-- PROVIDED TEXT --
** START **

Words by Rene Rocha, edited by Josue Ramirez
Fans of the NFL are teeming with excitement as the Super Bowl is on the horizon. The thrill is palpable as people gather to watch their teams do battle on the gridiron. The Rio Grande Valley has its own customs when it comes to the sport. From the excitement and pageantry of high school football on Friday nights to college football Saturdays, and of course, the aforementioned NFL on Sundays. Football has a pronounced presence in many homes.
You might be familiar with this scene: Sunday afternoon, putting the TV in the garage, setting chairs out, drinking cold beer, firing up the grill. It’s an event, especially if the Dallas Cowboys are playing. You’ll see generations of fans that have developed over the 61 years of the Cowboys’ existence. It’s evident in the ubiquitous Cowboys caps, t-shirts, and jerseys worn like uniforms of a fanatic army transmitting their hopes and desires telepathically to the players on a field over 500 miles away. And when and if the Cowboys actually win? The jubilation can spill into the streets in a culturally unique celebration.
Those of us that like sports live it deeply in Texas. For better or for worse, it forms part of our identity. The Valley itself has an impressive appetite for sports. Perhaps due to the relative distance from the major population centers that host professional sports teams, the Valley’s sports fandom is rooted firmly in broadcast media. We see things on a TV screen or on our phones. And as we know, distance can falsely represent safety, or it can even foment disengagement.
We view things from a distance and sometimes convince ourselves that problems or injustices that stir in other parts of the world don’t affect us. Because let’s be honest, sports, and by extension sports media, are inextricably linked to social issues. Those issues regularly bear out and are impossible to ignore since many of the key participants in sports come from marginalized communities. To expect them to work in silence is in itself an exercise in privilege; a privilege of the whitest sort, to be sure, and historical at that. It provides a convenient and flimsy basis for resentment of the players and their admittedly exorbitant salaries, and it leads to vaguely racist overtones. We shouldn’t be surprised at this. Racist overtones are found in all directions if one cares enough to see them.

** END **

-- WHAT YOU WILL DO --
(a) List the activities that make up the Sunday afternoon scene described in the essay on football in the Rio Grande Valley.
(b) Extend the essay on football in the Rio Grande Valley with a further paragraph that picks up after its final sentence.
The records come from a different source than the essay.

-- GIVEN DATA --
** START **

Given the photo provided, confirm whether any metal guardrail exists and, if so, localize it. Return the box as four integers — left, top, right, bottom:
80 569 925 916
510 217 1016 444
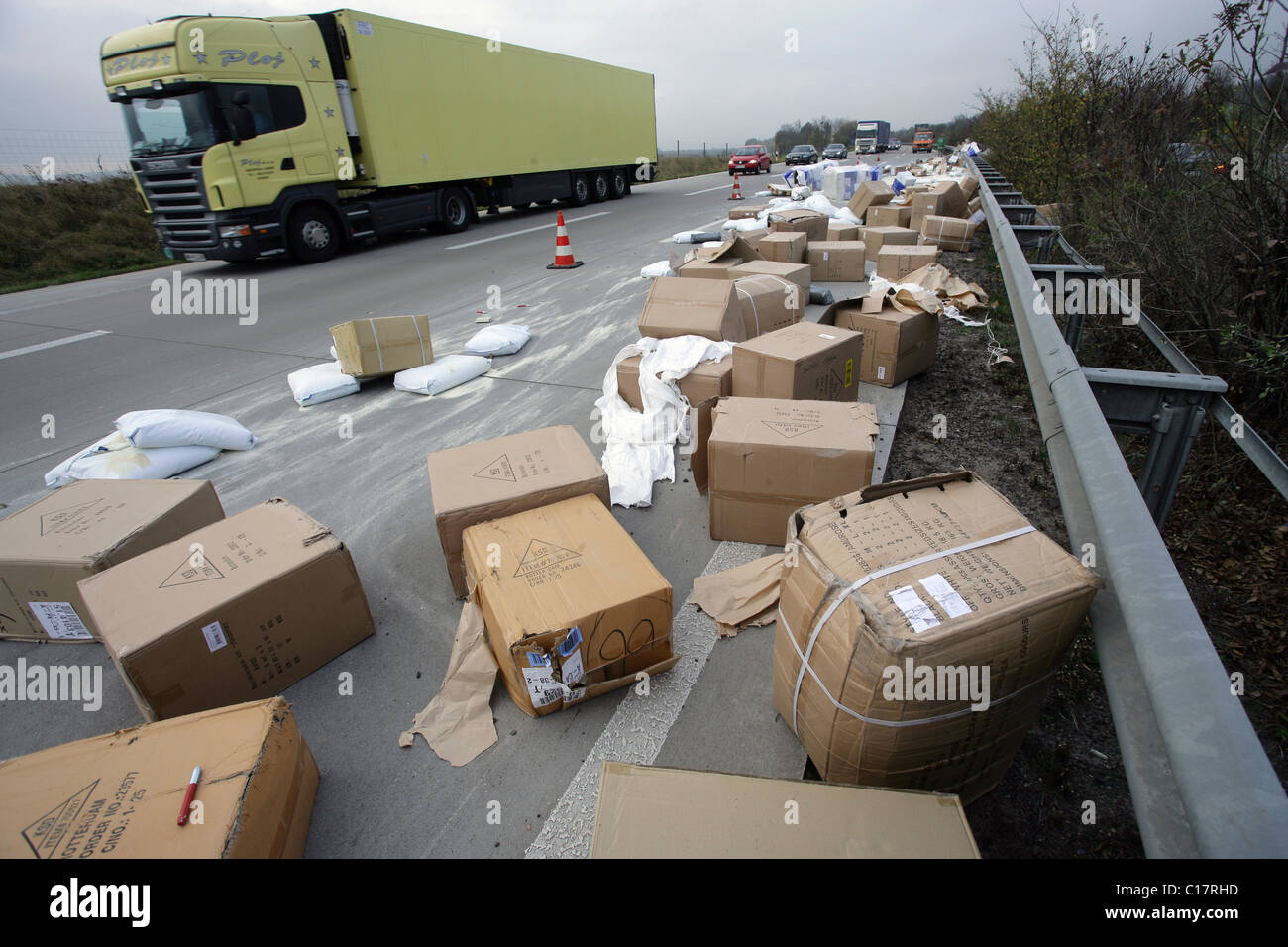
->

** END **
** START **

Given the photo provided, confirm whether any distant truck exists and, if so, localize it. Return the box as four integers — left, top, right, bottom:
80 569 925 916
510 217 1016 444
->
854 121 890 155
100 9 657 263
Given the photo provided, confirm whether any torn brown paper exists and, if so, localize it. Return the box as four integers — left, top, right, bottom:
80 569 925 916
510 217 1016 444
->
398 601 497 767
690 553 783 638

** END **
** START **

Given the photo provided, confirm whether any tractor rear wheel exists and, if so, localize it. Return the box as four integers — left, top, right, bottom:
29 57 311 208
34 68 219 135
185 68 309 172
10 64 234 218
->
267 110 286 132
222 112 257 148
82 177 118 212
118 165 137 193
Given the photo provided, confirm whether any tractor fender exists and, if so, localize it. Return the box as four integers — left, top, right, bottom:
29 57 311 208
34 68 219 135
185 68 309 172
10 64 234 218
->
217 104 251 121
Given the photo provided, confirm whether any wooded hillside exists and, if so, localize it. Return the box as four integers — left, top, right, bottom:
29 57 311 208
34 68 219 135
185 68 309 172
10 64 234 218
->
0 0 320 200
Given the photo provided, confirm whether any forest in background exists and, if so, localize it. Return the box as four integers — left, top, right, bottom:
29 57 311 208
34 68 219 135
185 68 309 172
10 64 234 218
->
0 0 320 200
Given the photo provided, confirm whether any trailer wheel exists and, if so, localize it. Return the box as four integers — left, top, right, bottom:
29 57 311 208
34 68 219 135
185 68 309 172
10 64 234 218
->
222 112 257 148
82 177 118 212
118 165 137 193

** END **

-- ANSWER LIST --
(a)
- Putting the TV in the garage
- Setting chairs out
- Drinking cold beer
- Firing up the grill

(b)
Driving up the Valley on a late September Friday evening, I noticed Weslaco’s stadium lit up with excitement. I also noticed a big screen to see the action on the field and was struck by how much money must have gone into that. That’s another issue for another day, however. A few miles further along the expressway was Donna’s stadium, equally lit up with excitement and a big screen. Then, in a flash, it struck me. I remembered Donna high school’s nickname: the Donna Redskins.
The nickname was bestowed upon the high school a little over a hundred years ago. Along with it came practices that are problematic at best. These include the wearing of headdresses and moccasins and include chants and “war cries”, in addition to a girls’ popularity contest called the “Indian Sweetheart”. The football players themselves emerge from a teepee in their home stadium, which is nicknamed “the Reservation”. These practices have now been blessed as “tradition”, and as such, are held onto for dear life by many who wish to recall what would be simpler times for some, or more oppressive times for others. These traditions, however quaint, are still troubling and don’t take away from the fact that the word itself, “redskin”, is largely recognized as a racial slur.
The nickname itself is based on hegemonic practices by which white settlers to this region imposed their standards and belief systems. This included the use of pejorative terms to further normalize the dominance of a white minority. The nickname was used in other places as well, including the National Football League’s Washington based franchise and in other schools around the country. However, the troubling nature of a school continuing to use this nickname in the Rio Grande Valley in this day and age is especially incongruent.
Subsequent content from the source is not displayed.